Problem statement » Find every line below with the word "keys". Then give only how many there are.

===== Source data =====

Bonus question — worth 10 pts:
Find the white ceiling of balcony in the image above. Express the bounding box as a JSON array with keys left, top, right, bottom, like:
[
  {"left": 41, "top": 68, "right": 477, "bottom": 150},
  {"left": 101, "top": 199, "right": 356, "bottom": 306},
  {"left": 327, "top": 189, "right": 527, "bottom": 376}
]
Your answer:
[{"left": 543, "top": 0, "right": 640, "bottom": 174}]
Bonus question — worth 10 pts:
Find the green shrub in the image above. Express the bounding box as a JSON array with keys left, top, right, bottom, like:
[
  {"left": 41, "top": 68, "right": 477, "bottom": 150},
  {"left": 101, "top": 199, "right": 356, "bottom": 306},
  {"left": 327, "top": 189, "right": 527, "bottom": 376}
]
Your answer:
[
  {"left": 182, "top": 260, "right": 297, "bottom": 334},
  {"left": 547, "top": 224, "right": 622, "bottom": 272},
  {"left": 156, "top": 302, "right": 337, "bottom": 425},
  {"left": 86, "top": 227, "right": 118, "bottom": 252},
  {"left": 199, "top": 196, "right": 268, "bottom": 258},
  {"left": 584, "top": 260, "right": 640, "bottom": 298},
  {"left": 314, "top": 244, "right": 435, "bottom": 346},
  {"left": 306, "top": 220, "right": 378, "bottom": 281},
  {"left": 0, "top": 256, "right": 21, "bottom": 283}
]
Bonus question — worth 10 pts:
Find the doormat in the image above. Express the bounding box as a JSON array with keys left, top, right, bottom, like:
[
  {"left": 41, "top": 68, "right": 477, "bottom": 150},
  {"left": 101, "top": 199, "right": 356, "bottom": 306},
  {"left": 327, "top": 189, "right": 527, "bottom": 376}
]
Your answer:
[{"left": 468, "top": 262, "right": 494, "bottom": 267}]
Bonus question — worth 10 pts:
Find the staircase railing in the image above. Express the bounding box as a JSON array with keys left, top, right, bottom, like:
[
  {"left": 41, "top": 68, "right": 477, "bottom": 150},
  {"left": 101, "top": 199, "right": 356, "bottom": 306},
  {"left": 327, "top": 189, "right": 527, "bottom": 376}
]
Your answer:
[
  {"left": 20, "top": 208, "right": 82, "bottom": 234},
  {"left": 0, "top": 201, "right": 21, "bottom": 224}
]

=====

Exercise output » 4